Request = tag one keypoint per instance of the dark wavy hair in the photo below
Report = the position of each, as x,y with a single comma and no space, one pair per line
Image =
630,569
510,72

_ _ _ _ _

◆ **EXERCISE DETAILS**
Go through the records above and retype each one exactly.

◆ **EXERCISE SOLUTION**
Request = tag one keypoint per instance of the dark wavy hair in the photo below
Report = the position of each, as x,y with a single comma and no space, one pair per line
Image =
630,569
510,72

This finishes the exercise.